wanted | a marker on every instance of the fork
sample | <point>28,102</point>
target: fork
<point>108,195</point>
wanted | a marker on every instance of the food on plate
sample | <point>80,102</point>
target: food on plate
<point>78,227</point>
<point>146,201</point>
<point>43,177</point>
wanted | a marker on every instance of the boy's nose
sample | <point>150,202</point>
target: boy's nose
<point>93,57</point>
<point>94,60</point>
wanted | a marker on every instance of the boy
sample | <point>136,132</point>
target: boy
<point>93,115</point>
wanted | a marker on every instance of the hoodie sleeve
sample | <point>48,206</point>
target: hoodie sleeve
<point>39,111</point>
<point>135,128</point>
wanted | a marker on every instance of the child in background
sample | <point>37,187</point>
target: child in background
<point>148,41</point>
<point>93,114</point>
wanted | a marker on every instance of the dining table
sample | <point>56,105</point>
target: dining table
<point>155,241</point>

-*-*-

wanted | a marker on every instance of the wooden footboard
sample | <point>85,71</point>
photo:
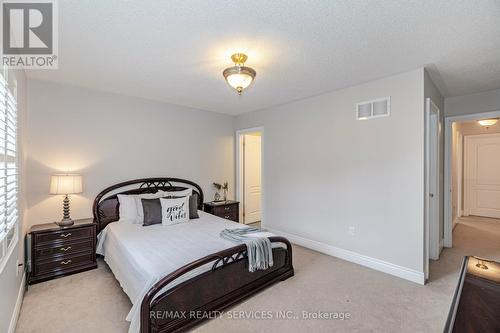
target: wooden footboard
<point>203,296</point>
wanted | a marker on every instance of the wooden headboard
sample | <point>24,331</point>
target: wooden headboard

-*-*-

Output the items above, from the line containing "wanted | a marker on every instance of the dining" through the line containing "<point>155,241</point>", as a numbered list with blank lines omitted.

§ Exercise output
1. wanted | a marker on every instance of the dining table
2. sample | <point>56,105</point>
3. target: dining table
4. <point>155,241</point>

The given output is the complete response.